DOCUMENT —
※

Un tel raisonnement fait fi des conditions réelles dans lesquelles vit le musulman d’aujourd’hui. Ce raisonnement caractérise une personnalité frustrée qui compense son incapacité historique de jouir de la modernité par le rigorisme et l’austérité. C’est l’islamisme d’en bas, celui qui représente les classes défavorisées, exclues de la consommation et du pouvoir, des plaisirs du sexe et du logement… Les suicidaires du 16 mai 2003 sont tous jeunes et de sexe masculin. Ces jeunes boudent la politique et sont difficilement intégrables dans le jeu politique. Exclus de tout, ils ne croient plus à la politique comme levier susceptible d’améliorer leur condition (in) humaine, condition que récuse toute morale. Sont-ils l’avant-garde de l’islamisme révolutionnaire ? Leur frustration est plurielle, les différents plaisirs de la modernité et son confort leur sont inaccessibles. Aussi rejettent-ils avec violence modernité et Occident au nom d’une morale wahhabite austère… Les endroits ciblés illustrent (aussi) la consommation et les jouissances, club, restaurant, hôtel. Les actes terroristes prennent leurs racines dans un habitat clandestin, insalubre, exigu, hors norme morale et architecturale, hors contrôle étatico-policier. Cela fait de ce terrorisme un terrorisme urbain qui s’origine dans la ville et qui la cible en même temps. C’est le terrorisme de la ville contre la ville, d’une partie de la ville contre une autre partie de la ville.

※

DONNÉES FOURNIES —
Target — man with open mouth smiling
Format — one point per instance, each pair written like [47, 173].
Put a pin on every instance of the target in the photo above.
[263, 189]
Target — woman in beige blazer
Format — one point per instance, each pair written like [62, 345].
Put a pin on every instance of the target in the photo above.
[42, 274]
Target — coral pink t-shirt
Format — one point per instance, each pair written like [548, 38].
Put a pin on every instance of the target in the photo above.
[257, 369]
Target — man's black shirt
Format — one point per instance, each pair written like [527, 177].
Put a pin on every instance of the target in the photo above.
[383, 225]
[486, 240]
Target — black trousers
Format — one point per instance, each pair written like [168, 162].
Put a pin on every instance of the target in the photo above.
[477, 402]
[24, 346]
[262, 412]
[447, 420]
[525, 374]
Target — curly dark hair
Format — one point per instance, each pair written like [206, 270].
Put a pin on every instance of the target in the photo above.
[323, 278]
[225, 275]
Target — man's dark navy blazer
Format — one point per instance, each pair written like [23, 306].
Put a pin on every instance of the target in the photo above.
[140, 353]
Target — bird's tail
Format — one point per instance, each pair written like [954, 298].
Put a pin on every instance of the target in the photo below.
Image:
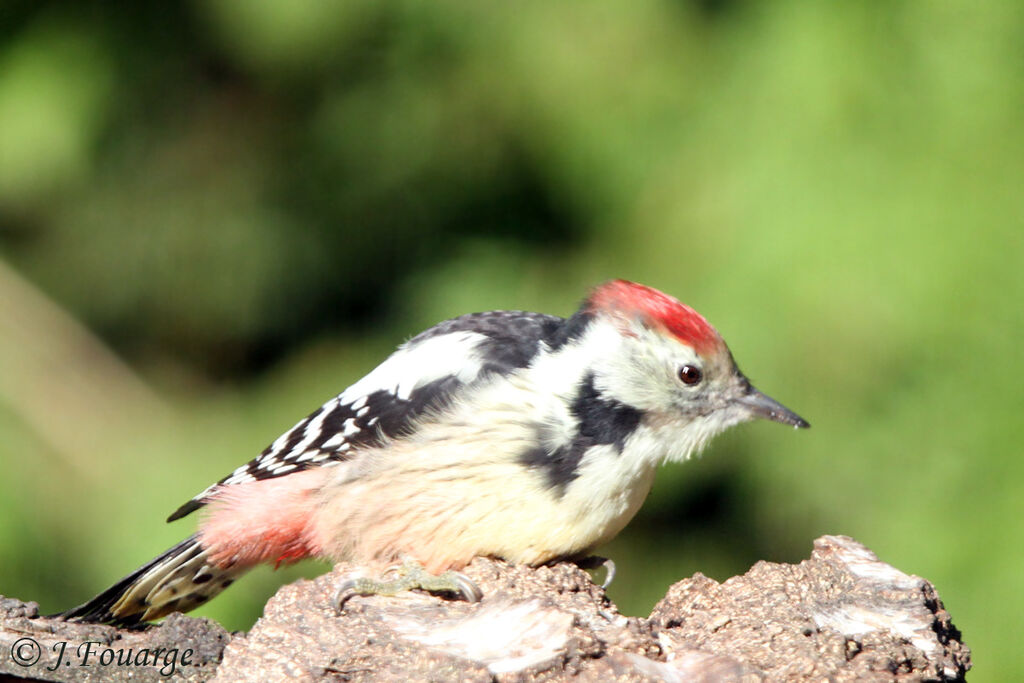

※

CONSIGNES —
A – Recopiez à l'identique les lignes, en commençant par celle qui contient « Target — man's dark navy blazer » et en finissant par la dernière ligne des données, les deux incluses. Ne reprenez pas les images dans votre réponse.
B – Rédigez la suite du texte sur le terrorisme urbain, après sa dernière phrase.

RÉPONSES ATTENDUES —
A –
Target — man's dark navy blazer
Format — one point per instance, each pair written like [23, 306].
Put a pin on every instance of the target in the photo above.
[140, 353]
Target — bird's tail
Format — one point per instance, each pair written like [954, 298].
Put a pin on every instance of the target in the photo below.
Image:

B –
La précarité sociale qui rend les jeunes suicidaires si vulnérables à l’appel du terrorisme/jihad les conduit à douter d’eux-mêmes, de leur masculinité. Pour eux, être mâle ne suffit pas pour être homme, la masculinité étant au-delà de la mâlitude. Dans leur logique, être homme, c’est être capable de se marier, d’entretenir épouse (s) et enfants, c'est-à-dire être économiquement en mesure de s’approprier les femmes. Cette frustration sexuelle profonde (qui pousse la majorité des islamistes à haïr la femme indépendante) les conduit plus facilement à renoncer à la vie, à émigrer vers Dieu, vers le paradis, là où les houris (nymphes) les attendent, eux les véritables croyants, eux les martyrs de la foi.

-Q : Les fléaux sociaux en expansion encouragent la da'wa. Or, loin d'être de simples prétextes, ces maux (drogue, prostitution, débauche) existent bel et bien dans notre société. Comment expliquer ces deux phénomènes : d'une part montée des islamistes et déviance sociale?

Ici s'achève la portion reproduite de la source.